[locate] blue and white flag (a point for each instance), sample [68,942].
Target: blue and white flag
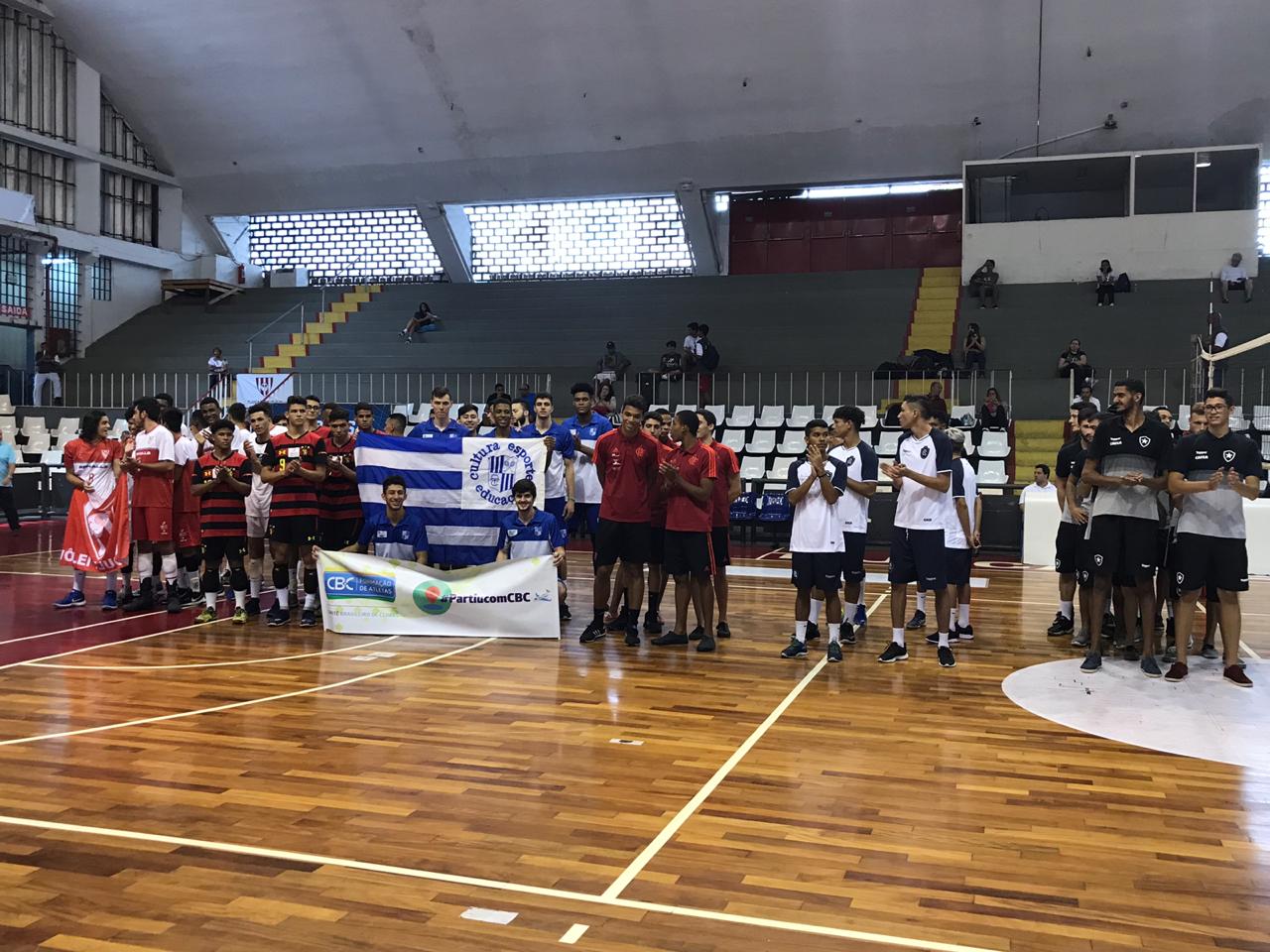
[461,488]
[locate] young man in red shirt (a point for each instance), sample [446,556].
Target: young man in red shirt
[626,461]
[689,474]
[295,463]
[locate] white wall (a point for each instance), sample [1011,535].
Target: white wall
[1147,246]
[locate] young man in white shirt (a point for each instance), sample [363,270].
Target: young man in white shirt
[921,476]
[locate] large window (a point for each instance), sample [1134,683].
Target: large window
[381,246]
[616,238]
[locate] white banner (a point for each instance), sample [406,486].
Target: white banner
[263,388]
[370,595]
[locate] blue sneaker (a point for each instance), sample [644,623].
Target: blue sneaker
[72,599]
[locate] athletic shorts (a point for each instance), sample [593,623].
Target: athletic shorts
[1210,560]
[853,556]
[218,547]
[294,530]
[720,547]
[627,540]
[334,535]
[1065,547]
[187,530]
[917,555]
[1123,547]
[151,524]
[816,570]
[957,566]
[689,553]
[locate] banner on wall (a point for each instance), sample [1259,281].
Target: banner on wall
[263,388]
[367,595]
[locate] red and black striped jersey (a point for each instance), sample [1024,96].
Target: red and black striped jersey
[294,495]
[338,497]
[223,512]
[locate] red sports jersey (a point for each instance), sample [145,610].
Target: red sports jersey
[683,512]
[338,498]
[626,470]
[223,512]
[294,495]
[728,467]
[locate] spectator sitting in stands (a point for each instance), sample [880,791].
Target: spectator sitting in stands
[975,348]
[1103,282]
[1074,362]
[1234,277]
[984,284]
[992,414]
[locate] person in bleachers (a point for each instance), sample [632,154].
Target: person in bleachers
[993,414]
[975,349]
[1103,282]
[984,285]
[1234,277]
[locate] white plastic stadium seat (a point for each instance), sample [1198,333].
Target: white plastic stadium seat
[771,417]
[763,443]
[992,472]
[994,445]
[801,416]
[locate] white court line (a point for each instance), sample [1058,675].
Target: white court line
[524,889]
[235,705]
[204,664]
[662,838]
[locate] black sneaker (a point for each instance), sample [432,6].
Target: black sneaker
[795,649]
[894,653]
[1061,626]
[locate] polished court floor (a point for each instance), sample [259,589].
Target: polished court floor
[191,788]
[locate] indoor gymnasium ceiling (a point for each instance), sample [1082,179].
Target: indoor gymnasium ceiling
[298,104]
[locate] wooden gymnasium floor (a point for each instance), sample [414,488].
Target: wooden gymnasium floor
[195,788]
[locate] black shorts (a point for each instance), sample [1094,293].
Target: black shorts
[816,570]
[1123,547]
[1209,560]
[719,547]
[959,566]
[294,530]
[917,555]
[334,535]
[217,547]
[627,540]
[656,544]
[853,556]
[1066,547]
[689,553]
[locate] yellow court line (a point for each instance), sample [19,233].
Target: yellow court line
[662,838]
[204,664]
[524,889]
[235,705]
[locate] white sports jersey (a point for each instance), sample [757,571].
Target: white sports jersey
[919,507]
[861,465]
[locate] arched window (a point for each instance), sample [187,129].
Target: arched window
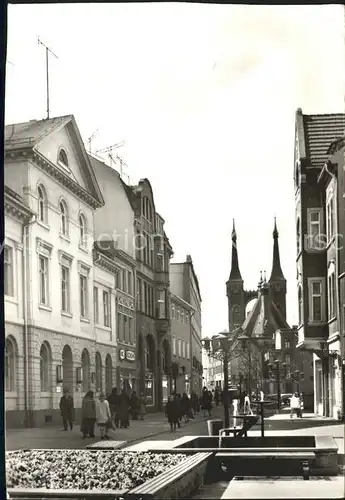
[10,365]
[42,204]
[82,230]
[63,158]
[300,305]
[63,218]
[45,368]
[85,364]
[298,235]
[98,372]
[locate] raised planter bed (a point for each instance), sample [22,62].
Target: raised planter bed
[86,474]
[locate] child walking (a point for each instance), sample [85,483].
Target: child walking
[103,415]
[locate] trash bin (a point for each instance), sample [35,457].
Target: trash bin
[214,427]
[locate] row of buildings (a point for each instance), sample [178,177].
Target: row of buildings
[92,300]
[309,356]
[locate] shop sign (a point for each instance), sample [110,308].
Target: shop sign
[130,356]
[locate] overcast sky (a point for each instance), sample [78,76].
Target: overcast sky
[205,98]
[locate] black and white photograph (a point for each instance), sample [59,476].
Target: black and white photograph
[174,252]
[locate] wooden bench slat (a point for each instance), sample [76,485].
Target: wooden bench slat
[175,472]
[265,455]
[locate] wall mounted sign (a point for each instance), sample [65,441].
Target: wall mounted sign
[130,356]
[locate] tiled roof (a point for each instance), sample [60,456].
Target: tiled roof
[320,131]
[29,133]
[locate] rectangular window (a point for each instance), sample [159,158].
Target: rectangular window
[179,348]
[129,283]
[8,271]
[330,218]
[83,296]
[95,305]
[119,326]
[314,229]
[106,309]
[316,305]
[130,330]
[174,346]
[65,289]
[331,296]
[43,280]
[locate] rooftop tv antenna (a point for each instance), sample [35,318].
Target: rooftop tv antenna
[47,69]
[90,139]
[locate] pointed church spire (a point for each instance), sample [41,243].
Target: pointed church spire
[235,270]
[277,272]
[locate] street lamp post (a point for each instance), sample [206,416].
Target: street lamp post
[276,365]
[221,343]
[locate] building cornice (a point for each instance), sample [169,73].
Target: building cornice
[16,208]
[54,172]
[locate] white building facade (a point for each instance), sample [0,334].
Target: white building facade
[51,339]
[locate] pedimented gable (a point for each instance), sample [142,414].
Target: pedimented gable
[63,146]
[53,147]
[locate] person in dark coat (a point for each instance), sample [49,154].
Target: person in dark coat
[124,405]
[172,412]
[186,407]
[88,415]
[194,402]
[67,410]
[113,401]
[135,405]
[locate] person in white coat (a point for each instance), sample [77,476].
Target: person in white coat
[295,405]
[103,415]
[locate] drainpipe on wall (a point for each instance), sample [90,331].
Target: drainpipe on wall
[26,252]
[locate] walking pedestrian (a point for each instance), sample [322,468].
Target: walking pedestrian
[124,405]
[88,415]
[186,407]
[113,401]
[67,410]
[134,405]
[295,405]
[103,415]
[172,412]
[142,406]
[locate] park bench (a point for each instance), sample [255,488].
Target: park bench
[156,487]
[248,422]
[305,456]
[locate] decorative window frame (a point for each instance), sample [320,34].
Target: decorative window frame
[322,281]
[321,239]
[331,298]
[84,270]
[66,260]
[44,249]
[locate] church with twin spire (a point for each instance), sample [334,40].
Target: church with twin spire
[268,334]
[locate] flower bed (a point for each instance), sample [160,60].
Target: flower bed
[85,469]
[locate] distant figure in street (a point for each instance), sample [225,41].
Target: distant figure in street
[124,405]
[67,410]
[295,405]
[186,407]
[216,396]
[88,415]
[113,401]
[172,412]
[194,402]
[142,406]
[103,415]
[134,405]
[206,402]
****************
Render all the lines above as a Markdown table with the columns "No." and "Line", numbering each row and skipping blank lines. Leave the pictures out of the answer.

| No. | Line |
|---|---|
| 1 | [locate] blue and white flag (a point for each instance), sample [68,942]. |
| 2 | Target: blue and white flag |
| 3 | [461,488] |
| 4 | [locate] young man in red shirt (a point for each instance), sample [446,556]. |
| 5 | Target: young man in red shirt |
| 6 | [626,461] |
| 7 | [689,474] |
| 8 | [295,463] |
| 9 | [locate] white wall (a point for each instance), sample [1011,535]. |
| 10 | Target: white wall |
| 11 | [1147,246] |
| 12 | [locate] young man in white shirt (a point for each instance), sample [363,270]. |
| 13 | Target: young man in white shirt |
| 14 | [921,476] |
| 15 | [locate] large window (a point for each instance), sample [1134,683]. |
| 16 | Target: large window |
| 17 | [381,246] |
| 18 | [616,238] |
| 19 | [locate] white banner (a point for each instance), sample [406,486]. |
| 20 | Target: white banner |
| 21 | [263,388] |
| 22 | [370,595] |
| 23 | [locate] blue sneaker (a point for each instance), sample [644,623]. |
| 24 | Target: blue sneaker |
| 25 | [72,599] |
| 26 | [locate] athletic shorts (a point for each instance), sample [593,623]. |
| 27 | Target: athletic shorts |
| 28 | [1210,560] |
| 29 | [853,556] |
| 30 | [218,547] |
| 31 | [294,530] |
| 32 | [720,547] |
| 33 | [627,540] |
| 34 | [334,535] |
| 35 | [1065,547] |
| 36 | [187,530] |
| 37 | [917,555] |
| 38 | [1123,547] |
| 39 | [151,524] |
| 40 | [816,570] |
| 41 | [957,566] |
| 42 | [689,553] |
| 43 | [locate] banner on wall (a point for each instance), sample [1259,281]. |
| 44 | Target: banner on wall |
| 45 | [263,388] |
| 46 | [367,595] |
| 47 | [locate] red and black striped jersey (a point for each instance), sample [1024,96]. |
| 48 | Target: red and black striped jersey |
| 49 | [294,495] |
| 50 | [338,497] |
| 51 | [223,512] |
| 52 | [locate] red sports jersey (a point for each instance), sample [145,610]. |
| 53 | Target: red sports jersey |
| 54 | [683,512] |
| 55 | [338,498] |
| 56 | [626,470] |
| 57 | [223,512] |
| 58 | [294,495] |
| 59 | [728,467] |
| 60 | [locate] spectator sitting in stands (a point for each instance), sample [880,791]. |
| 61 | Target: spectator sitting in stands |
| 62 | [975,348] |
| 63 | [1103,282] |
| 64 | [1074,362] |
| 65 | [1234,277] |
| 66 | [984,284] |
| 67 | [992,414] |
| 68 | [locate] person in bleachers (a point for each instance), sample [632,154]. |
| 69 | Target: person in bleachers |
| 70 | [993,414] |
| 71 | [975,349] |
| 72 | [1103,282] |
| 73 | [984,285] |
| 74 | [1234,277] |
| 75 | [locate] white plastic stadium seat (a point for each instance), sample [1198,333]. |
| 76 | Target: white plastic stadium seat |
| 77 | [771,417] |
| 78 | [763,443] |
| 79 | [992,472] |
| 80 | [994,445] |
| 81 | [801,416] |
| 82 | [locate] white court line (a point for each instance), sample [1058,675]. |
| 83 | Target: white court line |
| 84 | [524,889] |
| 85 | [235,705] |
| 86 | [204,664] |
| 87 | [662,838] |
| 88 | [locate] black sneaker (a point for each instance), sample [432,6]. |
| 89 | Target: black sneaker |
| 90 | [795,649] |
| 91 | [894,653] |
| 92 | [1061,626] |
| 93 | [locate] polished court floor (a point for each instance), sample [259,589]. |
| 94 | Target: polished court floor |
| 95 | [191,788] |
| 96 | [locate] indoor gymnasium ceiling (a point for each instance), sample [1082,179]. |
| 97 | Target: indoor gymnasium ceiling |
| 98 | [298,104] |
| 99 | [locate] wooden gymnasium floor (a point for each instance), sample [414,488]. |
| 100 | Target: wooden gymnasium floor |
| 101 | [195,788] |
| 102 | [locate] black shorts (a point for each instance), sample [1094,293]. |
| 103 | Target: black shorts |
| 104 | [816,570] |
| 105 | [1123,547] |
| 106 | [1209,560] |
| 107 | [719,547] |
| 108 | [959,566] |
| 109 | [294,530] |
| 110 | [917,555] |
| 111 | [334,535] |
| 112 | [217,547] |
| 113 | [627,540] |
| 114 | [656,544] |
| 115 | [853,556] |
| 116 | [1066,547] |
| 117 | [689,553] |
| 118 | [locate] yellow court line (a point for each instance), sample [19,233]. |
| 119 | Target: yellow court line |
| 120 | [662,838] |
| 121 | [204,664] |
| 122 | [524,889] |
| 123 | [235,705] |
| 124 | [locate] white sports jersey (a point for each instance), sample [757,571]. |
| 125 | Target: white sports jersey |
| 126 | [919,507] |
| 127 | [861,465] |
| 128 | [locate] arched window (a point for each instance), sample [187,129]. |
| 129 | Target: arched window |
| 130 | [10,365] |
| 131 | [42,204] |
| 132 | [82,230] |
| 133 | [63,158] |
| 134 | [300,305] |
| 135 | [63,218] |
| 136 | [45,368] |
| 137 | [85,364] |
| 138 | [298,235] |
| 139 | [98,372] |
| 140 | [locate] raised planter bed (a point for each instance), sample [22,62]. |
| 141 | Target: raised planter bed |
| 142 | [86,474] |
| 143 | [locate] child walking (a point for each instance), sample [85,483]. |
| 144 | Target: child walking |
| 145 | [103,415] |
| 146 | [locate] trash bin (a point for each instance), sample [35,457]. |
| 147 | Target: trash bin |
| 148 | [214,427] |
| 149 | [locate] row of buildings (a point for each instance), sample [178,177]. |
| 150 | Target: row of buildings |
| 151 | [92,300] |
| 152 | [309,356] |
| 153 | [locate] shop sign (a point for each instance), sample [110,308]. |
| 154 | Target: shop sign |
| 155 | [130,356] |
| 156 | [locate] overcast sky (a point for each instance), sample [78,76]. |
| 157 | Target: overcast sky |
| 158 | [205,98] |
| 159 | [locate] black and white photograph (a point for each instance), sample [59,476]. |
| 160 | Target: black and white photograph |
| 161 | [174,252] |
| 162 | [locate] wooden bench slat (a point for each instance), sample [76,485]. |
| 163 | Target: wooden bench slat |
| 164 | [175,472] |
| 165 | [265,455] |
| 166 | [locate] wall mounted sign (a point for each instance), sample [65,441]. |
| 167 | Target: wall mounted sign |
| 168 | [130,356] |
| 169 | [locate] tiled roof (a point for each instance), sample [60,456]. |
| 170 | Target: tiled roof |
| 171 | [320,131] |
| 172 | [29,133] |
| 173 | [locate] rectangular window (a point for each instance), sample [159,158]. |
| 174 | Target: rectangular window |
| 175 | [179,348] |
| 176 | [129,283] |
| 177 | [8,271] |
| 178 | [330,218] |
| 179 | [83,296] |
| 180 | [95,305] |
| 181 | [119,326] |
| 182 | [314,229] |
| 183 | [106,309] |
| 184 | [316,305] |
| 185 | [130,330] |
| 186 | [174,346] |
| 187 | [65,289] |
| 188 | [331,296] |
| 189 | [43,280] |
| 190 | [locate] rooftop tv antenna (a point for each instance), sample [35,318]. |
| 191 | Target: rooftop tv antenna |
| 192 | [47,69] |
| 193 | [90,139] |
| 194 | [locate] pointed church spire (a point for each instance), sample [41,243]. |
| 195 | Target: pointed church spire |
| 196 | [235,270] |
| 197 | [277,272] |
| 198 | [locate] street lamp post (a point for each instance), sample [206,416]. |
| 199 | Target: street lamp post |
| 200 | [276,365] |
| 201 | [221,343] |
| 202 | [locate] building cornice (a point for each instance), sample [169,73]. |
| 203 | Target: building cornice |
| 204 | [16,208] |
| 205 | [54,172] |
| 206 | [locate] white building facade (a point for each instance), sample [0,334]. |
| 207 | Target: white building facade |
| 208 | [51,339] |
| 209 | [locate] pedimented gable (a point for each instance), sample [142,414]. |
| 210 | Target: pedimented gable |
| 211 | [63,146] |
| 212 | [53,147] |
| 213 | [locate] person in dark coat (a point for each instance), sample [49,154]. |
| 214 | Target: person in dark coat |
| 215 | [124,405] |
| 216 | [172,412] |
| 217 | [186,407] |
| 218 | [88,415] |
| 219 | [194,402] |
| 220 | [67,410] |
| 221 | [113,401] |
| 222 | [135,405] |
| 223 | [locate] person in white coat (a point for each instance), sample [77,476]. |
| 224 | Target: person in white coat |
| 225 | [295,405] |
| 226 | [103,415] |
| 227 | [locate] drainpipe on wall (a point for each instance), sample [90,331]. |
| 228 | Target: drainpipe on wall |
| 229 | [26,252] |
| 230 | [locate] walking pedestrian (a point for each instance), sample [322,468]. |
| 231 | Target: walking pedestrian |
| 232 | [124,405] |
| 233 | [88,415] |
| 234 | [186,407] |
| 235 | [113,401] |
| 236 | [67,410] |
| 237 | [134,405] |
| 238 | [295,405] |
| 239 | [103,415] |
| 240 | [172,412] |
| 241 | [142,406] |
| 242 | [locate] park bench (a point for each instance), sample [255,488]. |
| 243 | Target: park bench |
| 244 | [156,487] |
| 245 | [248,422] |
| 246 | [305,456] |
| 247 | [locate] decorative window frame (a point for each instance), sample [320,34]. |
| 248 | Target: decorative window frame |
| 249 | [322,281] |
| 250 | [321,239] |
| 251 | [331,298] |
| 252 | [84,270] |
| 253 | [66,260] |
| 254 | [44,249] |
| 255 | [locate] church with twin spire (a point for each instance), sample [334,40]. |
| 256 | Target: church with twin spire |
| 257 | [268,334] |
| 258 | [locate] flower bed (a point for each instance), sample [160,60]. |
| 259 | Target: flower bed |
| 260 | [85,469] |
| 261 | [locate] distant figure in street (a point for each instance), sample [225,41]. |
| 262 | Target: distant figure in street |
| 263 | [124,405] |
| 264 | [67,410] |
| 265 | [295,405] |
| 266 | [186,407] |
| 267 | [216,396] |
| 268 | [88,415] |
| 269 | [113,401] |
| 270 | [172,412] |
| 271 | [194,402] |
| 272 | [142,406] |
| 273 | [103,415] |
| 274 | [134,405] |
| 275 | [206,402] |